Locate "target | wooden railing" in the listing. Transcribe the line that contains it and every line that follows, through the last, omitting all pictures.

[START Data to use]

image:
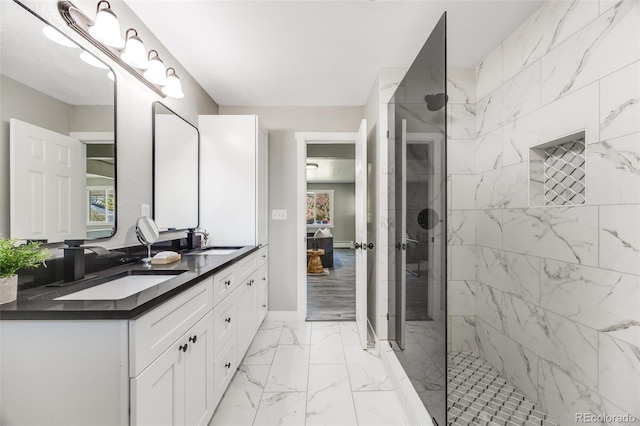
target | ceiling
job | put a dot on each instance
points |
(28, 57)
(317, 53)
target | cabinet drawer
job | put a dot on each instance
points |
(154, 332)
(225, 323)
(246, 267)
(224, 366)
(263, 255)
(223, 283)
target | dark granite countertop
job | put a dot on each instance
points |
(38, 303)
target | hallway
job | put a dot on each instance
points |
(305, 374)
(332, 297)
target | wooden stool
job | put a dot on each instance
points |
(315, 263)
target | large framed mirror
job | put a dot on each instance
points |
(176, 146)
(57, 134)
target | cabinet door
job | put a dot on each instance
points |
(252, 312)
(198, 387)
(157, 394)
(243, 334)
(262, 185)
(262, 298)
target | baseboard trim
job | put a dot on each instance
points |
(285, 316)
(417, 414)
(343, 244)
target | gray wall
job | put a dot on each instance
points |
(344, 217)
(282, 123)
(17, 101)
(134, 130)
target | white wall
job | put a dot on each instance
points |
(282, 123)
(134, 105)
(558, 294)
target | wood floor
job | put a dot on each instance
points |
(333, 297)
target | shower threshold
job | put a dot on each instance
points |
(478, 395)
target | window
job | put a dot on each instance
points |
(101, 205)
(320, 209)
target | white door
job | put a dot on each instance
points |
(361, 233)
(48, 184)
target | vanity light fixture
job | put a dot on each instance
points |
(57, 37)
(106, 28)
(156, 72)
(134, 52)
(92, 60)
(173, 88)
(104, 34)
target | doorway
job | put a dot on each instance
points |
(359, 141)
(330, 220)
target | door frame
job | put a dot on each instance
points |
(302, 139)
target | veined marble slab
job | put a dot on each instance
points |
(567, 233)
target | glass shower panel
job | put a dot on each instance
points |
(418, 118)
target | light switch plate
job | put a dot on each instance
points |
(278, 214)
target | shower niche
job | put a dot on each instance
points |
(557, 172)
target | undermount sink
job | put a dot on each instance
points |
(122, 285)
(209, 251)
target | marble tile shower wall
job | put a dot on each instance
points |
(461, 168)
(556, 289)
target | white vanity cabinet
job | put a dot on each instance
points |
(169, 366)
(171, 349)
(234, 179)
(177, 388)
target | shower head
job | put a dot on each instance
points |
(436, 101)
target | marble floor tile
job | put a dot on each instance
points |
(296, 333)
(284, 408)
(263, 347)
(241, 400)
(349, 333)
(379, 409)
(329, 400)
(289, 369)
(366, 371)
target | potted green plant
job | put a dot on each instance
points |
(14, 257)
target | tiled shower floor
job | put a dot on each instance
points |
(478, 395)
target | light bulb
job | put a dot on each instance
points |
(173, 88)
(155, 73)
(134, 52)
(106, 28)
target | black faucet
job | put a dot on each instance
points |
(74, 258)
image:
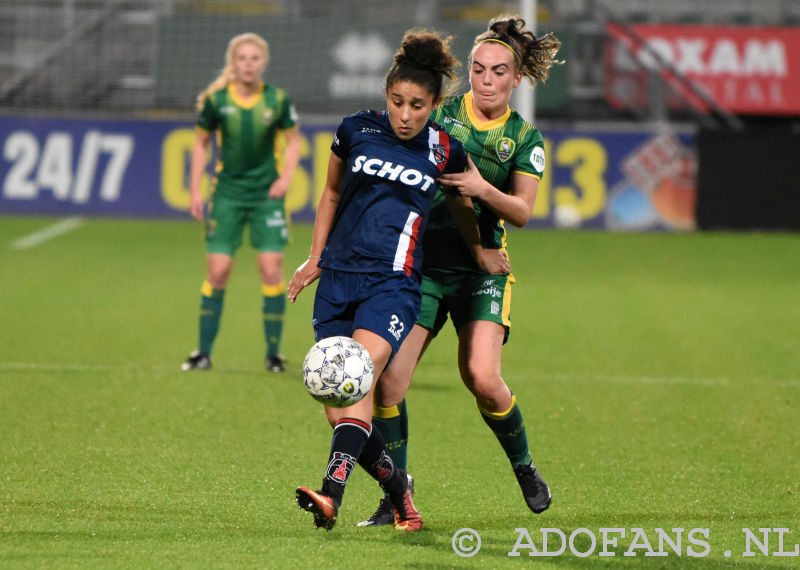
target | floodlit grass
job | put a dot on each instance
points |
(659, 376)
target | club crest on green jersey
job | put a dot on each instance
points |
(504, 148)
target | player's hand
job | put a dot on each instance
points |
(278, 188)
(303, 276)
(468, 183)
(197, 206)
(493, 261)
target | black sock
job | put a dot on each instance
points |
(349, 437)
(377, 462)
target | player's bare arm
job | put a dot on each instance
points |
(492, 261)
(515, 207)
(199, 159)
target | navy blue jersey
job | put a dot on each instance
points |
(387, 191)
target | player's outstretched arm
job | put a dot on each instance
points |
(515, 207)
(492, 261)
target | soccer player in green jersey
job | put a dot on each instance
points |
(248, 190)
(506, 164)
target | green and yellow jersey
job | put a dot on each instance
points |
(499, 148)
(246, 134)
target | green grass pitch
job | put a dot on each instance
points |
(659, 376)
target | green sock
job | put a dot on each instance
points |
(392, 422)
(509, 428)
(273, 309)
(211, 303)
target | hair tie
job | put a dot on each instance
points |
(516, 55)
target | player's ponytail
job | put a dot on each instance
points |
(425, 58)
(227, 75)
(533, 56)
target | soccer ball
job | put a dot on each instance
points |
(337, 371)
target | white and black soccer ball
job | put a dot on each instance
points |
(338, 371)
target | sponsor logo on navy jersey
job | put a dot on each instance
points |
(390, 171)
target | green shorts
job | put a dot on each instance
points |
(466, 297)
(227, 218)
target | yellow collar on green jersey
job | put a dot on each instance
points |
(245, 103)
(484, 125)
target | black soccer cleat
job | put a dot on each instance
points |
(275, 363)
(323, 507)
(197, 361)
(384, 514)
(534, 489)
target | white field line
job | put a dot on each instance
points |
(48, 233)
(714, 382)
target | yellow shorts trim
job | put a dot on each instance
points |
(274, 290)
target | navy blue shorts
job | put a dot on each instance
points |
(386, 304)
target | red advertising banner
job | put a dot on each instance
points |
(744, 70)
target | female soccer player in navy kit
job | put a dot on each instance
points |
(509, 161)
(365, 250)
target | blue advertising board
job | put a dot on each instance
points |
(637, 180)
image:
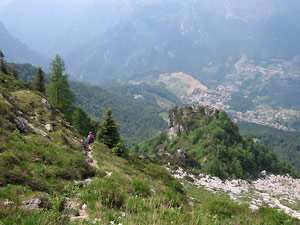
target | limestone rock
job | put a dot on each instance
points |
(49, 127)
(46, 103)
(20, 126)
(7, 203)
(69, 127)
(181, 118)
(181, 154)
(31, 205)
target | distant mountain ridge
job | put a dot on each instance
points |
(16, 51)
(112, 40)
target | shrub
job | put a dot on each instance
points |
(140, 188)
(224, 208)
(173, 198)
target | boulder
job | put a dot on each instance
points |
(69, 127)
(181, 154)
(31, 205)
(263, 174)
(49, 127)
(7, 203)
(20, 126)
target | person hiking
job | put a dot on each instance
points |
(90, 140)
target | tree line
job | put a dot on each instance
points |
(61, 97)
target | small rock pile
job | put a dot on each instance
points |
(274, 190)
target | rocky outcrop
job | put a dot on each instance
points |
(32, 204)
(182, 118)
(46, 103)
(25, 122)
(49, 127)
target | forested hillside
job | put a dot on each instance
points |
(49, 176)
(214, 142)
(285, 144)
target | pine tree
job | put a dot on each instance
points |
(81, 121)
(108, 132)
(58, 90)
(2, 63)
(39, 83)
(12, 71)
(109, 135)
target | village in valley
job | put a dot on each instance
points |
(263, 114)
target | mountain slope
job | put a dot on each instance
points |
(136, 108)
(38, 168)
(213, 144)
(137, 37)
(18, 52)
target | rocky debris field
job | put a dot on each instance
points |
(281, 192)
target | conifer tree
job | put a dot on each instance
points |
(109, 135)
(39, 82)
(81, 121)
(2, 63)
(58, 90)
(12, 71)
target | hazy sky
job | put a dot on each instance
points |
(4, 3)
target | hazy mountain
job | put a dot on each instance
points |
(103, 40)
(16, 51)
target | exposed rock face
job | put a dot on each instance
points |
(35, 130)
(49, 127)
(181, 119)
(7, 203)
(32, 204)
(46, 103)
(277, 191)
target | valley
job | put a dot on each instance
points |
(244, 94)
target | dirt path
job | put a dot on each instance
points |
(94, 162)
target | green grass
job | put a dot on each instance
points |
(33, 166)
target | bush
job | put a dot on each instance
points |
(174, 198)
(111, 192)
(273, 216)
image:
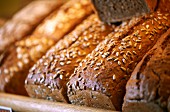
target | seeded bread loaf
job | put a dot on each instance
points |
(24, 22)
(20, 57)
(148, 88)
(108, 67)
(47, 79)
(111, 11)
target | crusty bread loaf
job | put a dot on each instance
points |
(20, 57)
(24, 22)
(48, 77)
(148, 88)
(108, 67)
(111, 11)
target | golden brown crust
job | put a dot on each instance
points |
(25, 21)
(148, 86)
(52, 72)
(69, 13)
(27, 51)
(109, 66)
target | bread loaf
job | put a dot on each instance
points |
(111, 11)
(20, 57)
(148, 88)
(24, 22)
(108, 67)
(48, 77)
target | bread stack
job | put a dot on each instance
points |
(75, 58)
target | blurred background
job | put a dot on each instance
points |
(9, 7)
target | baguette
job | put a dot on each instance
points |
(108, 67)
(148, 88)
(48, 77)
(19, 58)
(24, 22)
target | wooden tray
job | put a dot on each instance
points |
(26, 104)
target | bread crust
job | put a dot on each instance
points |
(116, 59)
(148, 87)
(57, 65)
(22, 56)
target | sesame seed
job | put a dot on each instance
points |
(147, 33)
(123, 69)
(6, 71)
(45, 63)
(123, 60)
(140, 46)
(20, 64)
(165, 17)
(134, 52)
(96, 68)
(135, 45)
(26, 61)
(85, 68)
(19, 49)
(117, 54)
(62, 63)
(50, 77)
(26, 81)
(61, 76)
(68, 62)
(119, 63)
(114, 77)
(147, 26)
(124, 56)
(138, 41)
(19, 56)
(35, 80)
(99, 64)
(78, 60)
(116, 59)
(42, 80)
(96, 75)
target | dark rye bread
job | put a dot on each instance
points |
(24, 22)
(48, 77)
(108, 67)
(148, 88)
(21, 57)
(111, 11)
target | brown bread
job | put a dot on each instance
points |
(110, 11)
(48, 77)
(108, 67)
(148, 88)
(24, 22)
(19, 58)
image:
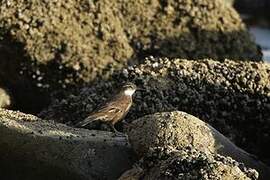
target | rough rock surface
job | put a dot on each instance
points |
(179, 130)
(234, 97)
(54, 44)
(32, 148)
(188, 164)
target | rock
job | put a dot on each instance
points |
(179, 130)
(233, 97)
(54, 45)
(188, 163)
(32, 148)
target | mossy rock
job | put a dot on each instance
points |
(52, 45)
(32, 148)
(187, 164)
(179, 130)
(233, 97)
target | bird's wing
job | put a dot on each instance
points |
(105, 113)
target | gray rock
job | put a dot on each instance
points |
(178, 130)
(54, 45)
(32, 148)
(234, 97)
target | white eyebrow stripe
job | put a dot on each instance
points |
(129, 92)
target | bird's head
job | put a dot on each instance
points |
(129, 89)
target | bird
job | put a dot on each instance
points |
(114, 109)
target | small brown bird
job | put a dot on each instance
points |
(114, 109)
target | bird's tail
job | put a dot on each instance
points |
(86, 121)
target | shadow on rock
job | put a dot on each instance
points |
(46, 49)
(231, 96)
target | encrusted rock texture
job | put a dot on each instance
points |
(32, 148)
(190, 164)
(179, 130)
(234, 97)
(54, 44)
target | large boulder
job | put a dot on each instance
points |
(188, 164)
(234, 97)
(32, 148)
(179, 130)
(52, 45)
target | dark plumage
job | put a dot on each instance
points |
(114, 110)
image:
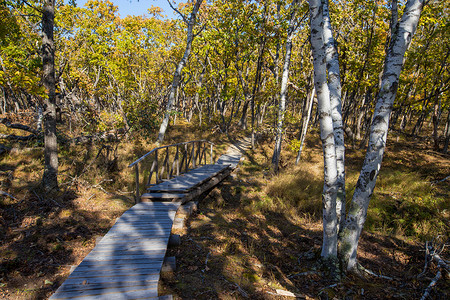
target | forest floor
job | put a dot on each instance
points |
(254, 235)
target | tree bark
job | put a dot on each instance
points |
(329, 243)
(283, 92)
(177, 75)
(357, 212)
(50, 177)
(447, 133)
(305, 125)
(334, 85)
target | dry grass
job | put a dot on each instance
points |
(256, 228)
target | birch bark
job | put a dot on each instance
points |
(283, 92)
(334, 85)
(177, 75)
(50, 177)
(329, 243)
(357, 212)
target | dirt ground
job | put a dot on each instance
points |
(229, 254)
(230, 248)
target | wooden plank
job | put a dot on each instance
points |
(142, 234)
(189, 180)
(154, 214)
(133, 240)
(105, 255)
(112, 279)
(162, 196)
(146, 213)
(94, 267)
(155, 205)
(89, 285)
(132, 235)
(120, 261)
(133, 272)
(123, 245)
(129, 227)
(111, 293)
(145, 220)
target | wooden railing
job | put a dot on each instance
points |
(166, 163)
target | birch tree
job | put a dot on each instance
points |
(177, 75)
(394, 60)
(325, 61)
(284, 84)
(329, 243)
(50, 177)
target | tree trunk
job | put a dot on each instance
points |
(284, 84)
(329, 244)
(447, 133)
(305, 125)
(50, 177)
(334, 85)
(177, 75)
(357, 212)
(436, 117)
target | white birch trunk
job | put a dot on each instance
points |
(283, 92)
(177, 76)
(334, 85)
(357, 212)
(305, 126)
(329, 244)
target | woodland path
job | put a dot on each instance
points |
(127, 262)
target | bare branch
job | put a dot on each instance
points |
(178, 12)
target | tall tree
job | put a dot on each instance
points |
(50, 177)
(394, 60)
(177, 75)
(284, 85)
(356, 216)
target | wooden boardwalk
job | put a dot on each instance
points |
(127, 262)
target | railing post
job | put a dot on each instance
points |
(211, 153)
(136, 168)
(156, 167)
(194, 157)
(178, 162)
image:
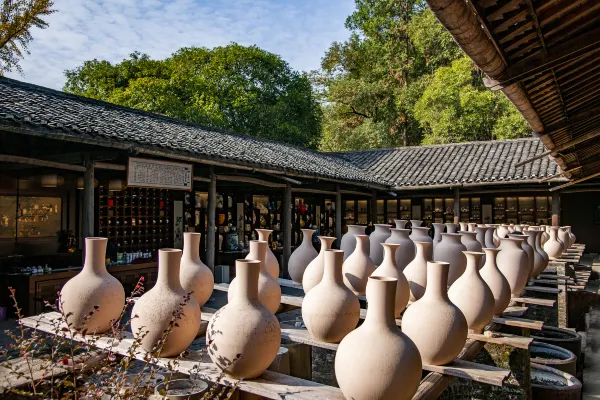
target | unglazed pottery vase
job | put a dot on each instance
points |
(422, 235)
(271, 264)
(451, 250)
(156, 308)
(514, 264)
(407, 251)
(496, 281)
(269, 291)
(302, 256)
(389, 269)
(244, 336)
(416, 272)
(194, 276)
(330, 310)
(358, 267)
(434, 323)
(314, 271)
(378, 345)
(380, 235)
(93, 287)
(348, 243)
(472, 295)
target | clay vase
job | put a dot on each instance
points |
(472, 295)
(358, 267)
(269, 291)
(271, 263)
(314, 271)
(379, 235)
(194, 276)
(422, 235)
(496, 281)
(330, 310)
(389, 269)
(407, 252)
(93, 287)
(348, 243)
(514, 264)
(554, 247)
(156, 308)
(378, 345)
(302, 256)
(434, 323)
(244, 336)
(451, 250)
(438, 229)
(416, 272)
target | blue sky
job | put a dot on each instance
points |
(298, 30)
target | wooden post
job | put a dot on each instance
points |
(212, 211)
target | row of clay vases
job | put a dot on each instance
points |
(302, 256)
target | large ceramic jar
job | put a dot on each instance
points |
(422, 235)
(93, 287)
(514, 264)
(416, 272)
(406, 253)
(348, 243)
(271, 264)
(194, 276)
(434, 323)
(553, 246)
(379, 235)
(269, 291)
(358, 267)
(302, 256)
(244, 336)
(314, 271)
(496, 281)
(156, 307)
(378, 345)
(451, 250)
(472, 295)
(389, 268)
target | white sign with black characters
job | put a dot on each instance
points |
(147, 173)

[END Data to use]

** Exercise answer **
target | wooden railing
job | put a dot on each instance
points |
(166, 163)
target | birch tree
job | put a dot on each instance
points |
(177, 75)
(394, 60)
(325, 61)
(284, 84)
(329, 243)
(50, 177)
target | tree trunk
job | put a dot on each instance
points |
(284, 84)
(329, 244)
(447, 133)
(305, 125)
(50, 177)
(334, 85)
(177, 75)
(357, 212)
(436, 117)
target | white birch trunk
job | put a dot on each instance
points |
(283, 92)
(177, 76)
(334, 85)
(357, 212)
(305, 126)
(329, 244)
target | woodland path
job | put a dot on each instance
points |
(127, 262)
target | bare branch
job | put a dot on each instance
points |
(178, 12)
target | tall tree
job | put a dot on each instance
points |
(50, 177)
(394, 60)
(177, 75)
(284, 85)
(356, 216)
target | wooden boardwalk
job | put a dot on each instance
points |
(127, 262)
target | railing post
job | put a dot on each instance
points |
(211, 153)
(136, 168)
(156, 167)
(194, 157)
(178, 162)
image:
target | unglazed pottery vase
job | put a dot on each instance
points |
(422, 235)
(271, 264)
(451, 250)
(156, 308)
(514, 264)
(407, 251)
(496, 281)
(269, 291)
(302, 256)
(389, 269)
(244, 336)
(416, 272)
(194, 276)
(330, 310)
(358, 267)
(434, 323)
(314, 271)
(378, 345)
(380, 235)
(93, 287)
(348, 243)
(472, 295)
target | clay vase
job | put a dot on each instance
points |
(472, 295)
(358, 267)
(269, 291)
(271, 263)
(314, 271)
(379, 235)
(194, 276)
(422, 235)
(496, 281)
(330, 310)
(389, 269)
(407, 252)
(93, 287)
(348, 243)
(514, 264)
(554, 247)
(156, 308)
(378, 345)
(302, 256)
(434, 323)
(244, 336)
(451, 250)
(438, 229)
(416, 272)
target | blue sky
job | put a dot on each instance
points |
(298, 30)
target | wooden post
job | put a dot on each instance
points |
(212, 211)
target | row of clay vases
job | put a dot on each instance
points |
(302, 256)
target | large ceramic jar
job | put a dot on each instance
points |
(422, 235)
(93, 287)
(514, 264)
(416, 272)
(406, 253)
(348, 243)
(271, 264)
(194, 276)
(434, 323)
(553, 246)
(379, 235)
(269, 291)
(358, 267)
(302, 256)
(244, 336)
(314, 271)
(496, 281)
(156, 307)
(378, 345)
(451, 250)
(472, 295)
(389, 268)
target | white sign with black characters
job | put a dot on each instance
points |
(147, 173)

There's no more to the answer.